┌──

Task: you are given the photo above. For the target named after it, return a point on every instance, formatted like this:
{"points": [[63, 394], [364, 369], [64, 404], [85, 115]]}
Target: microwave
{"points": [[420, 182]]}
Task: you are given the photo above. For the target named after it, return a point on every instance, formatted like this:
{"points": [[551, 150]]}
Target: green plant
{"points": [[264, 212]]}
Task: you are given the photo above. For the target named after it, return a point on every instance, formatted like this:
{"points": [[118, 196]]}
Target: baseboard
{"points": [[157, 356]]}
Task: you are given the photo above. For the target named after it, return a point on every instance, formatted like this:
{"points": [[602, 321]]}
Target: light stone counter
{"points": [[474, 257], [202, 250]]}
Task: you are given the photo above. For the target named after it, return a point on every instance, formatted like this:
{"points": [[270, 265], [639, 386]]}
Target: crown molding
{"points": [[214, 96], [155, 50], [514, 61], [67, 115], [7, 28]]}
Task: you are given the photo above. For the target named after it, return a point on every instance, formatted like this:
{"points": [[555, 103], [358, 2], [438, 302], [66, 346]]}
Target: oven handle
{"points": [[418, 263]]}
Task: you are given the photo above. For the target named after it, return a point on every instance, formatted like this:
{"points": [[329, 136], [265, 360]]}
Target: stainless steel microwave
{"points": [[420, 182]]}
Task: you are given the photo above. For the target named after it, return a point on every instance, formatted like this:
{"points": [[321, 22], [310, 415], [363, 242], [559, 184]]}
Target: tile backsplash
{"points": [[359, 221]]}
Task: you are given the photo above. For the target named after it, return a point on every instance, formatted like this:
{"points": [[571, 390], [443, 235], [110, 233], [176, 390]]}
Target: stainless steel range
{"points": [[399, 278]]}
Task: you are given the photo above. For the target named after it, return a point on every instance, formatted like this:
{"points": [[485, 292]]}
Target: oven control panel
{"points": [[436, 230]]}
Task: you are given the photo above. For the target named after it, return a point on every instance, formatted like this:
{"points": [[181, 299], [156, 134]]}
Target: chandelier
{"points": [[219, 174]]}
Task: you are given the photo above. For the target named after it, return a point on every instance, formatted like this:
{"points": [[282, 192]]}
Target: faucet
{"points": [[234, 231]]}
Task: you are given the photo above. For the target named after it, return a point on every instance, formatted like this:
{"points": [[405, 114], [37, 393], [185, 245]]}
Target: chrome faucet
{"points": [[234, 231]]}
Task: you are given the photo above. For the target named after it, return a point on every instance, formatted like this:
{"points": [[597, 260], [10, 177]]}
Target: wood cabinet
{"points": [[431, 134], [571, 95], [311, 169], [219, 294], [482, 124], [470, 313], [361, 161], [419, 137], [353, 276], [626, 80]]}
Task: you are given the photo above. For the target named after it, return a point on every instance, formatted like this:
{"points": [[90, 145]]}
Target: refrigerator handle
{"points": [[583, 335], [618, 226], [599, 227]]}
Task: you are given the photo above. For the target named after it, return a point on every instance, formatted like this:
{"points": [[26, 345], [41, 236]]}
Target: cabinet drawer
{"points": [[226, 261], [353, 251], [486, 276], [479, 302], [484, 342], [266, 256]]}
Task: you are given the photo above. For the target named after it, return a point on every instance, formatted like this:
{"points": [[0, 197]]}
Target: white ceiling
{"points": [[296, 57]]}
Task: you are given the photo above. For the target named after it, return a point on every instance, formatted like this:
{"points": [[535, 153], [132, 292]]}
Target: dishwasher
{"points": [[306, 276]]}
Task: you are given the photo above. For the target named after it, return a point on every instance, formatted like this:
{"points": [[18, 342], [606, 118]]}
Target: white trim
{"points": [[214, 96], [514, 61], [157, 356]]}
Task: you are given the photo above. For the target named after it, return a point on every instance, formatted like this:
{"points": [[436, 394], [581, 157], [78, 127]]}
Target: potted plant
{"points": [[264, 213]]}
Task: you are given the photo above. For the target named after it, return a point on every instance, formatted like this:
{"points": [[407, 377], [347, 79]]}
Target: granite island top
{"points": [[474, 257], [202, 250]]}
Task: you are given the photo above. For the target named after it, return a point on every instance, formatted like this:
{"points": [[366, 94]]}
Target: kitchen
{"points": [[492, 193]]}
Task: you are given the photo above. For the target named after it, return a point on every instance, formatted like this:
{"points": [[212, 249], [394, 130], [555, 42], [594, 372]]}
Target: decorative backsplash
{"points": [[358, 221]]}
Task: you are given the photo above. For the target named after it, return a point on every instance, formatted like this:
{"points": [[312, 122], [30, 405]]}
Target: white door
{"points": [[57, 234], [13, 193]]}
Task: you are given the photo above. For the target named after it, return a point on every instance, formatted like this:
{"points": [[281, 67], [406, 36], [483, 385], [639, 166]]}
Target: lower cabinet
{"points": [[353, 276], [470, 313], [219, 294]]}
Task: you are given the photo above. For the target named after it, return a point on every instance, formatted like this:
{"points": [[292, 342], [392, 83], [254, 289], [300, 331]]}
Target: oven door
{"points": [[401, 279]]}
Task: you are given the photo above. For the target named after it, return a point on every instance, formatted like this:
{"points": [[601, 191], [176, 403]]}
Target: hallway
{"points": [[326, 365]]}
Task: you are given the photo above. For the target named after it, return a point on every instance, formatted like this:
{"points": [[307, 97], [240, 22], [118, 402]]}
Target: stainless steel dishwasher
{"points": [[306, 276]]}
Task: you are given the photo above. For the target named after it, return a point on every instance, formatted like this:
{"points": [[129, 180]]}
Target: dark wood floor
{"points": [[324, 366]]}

└──

▸ **Required work**
How many of the lines above contain the word "microwave"? Reply with the number alone.

▸ **Result for this task**
2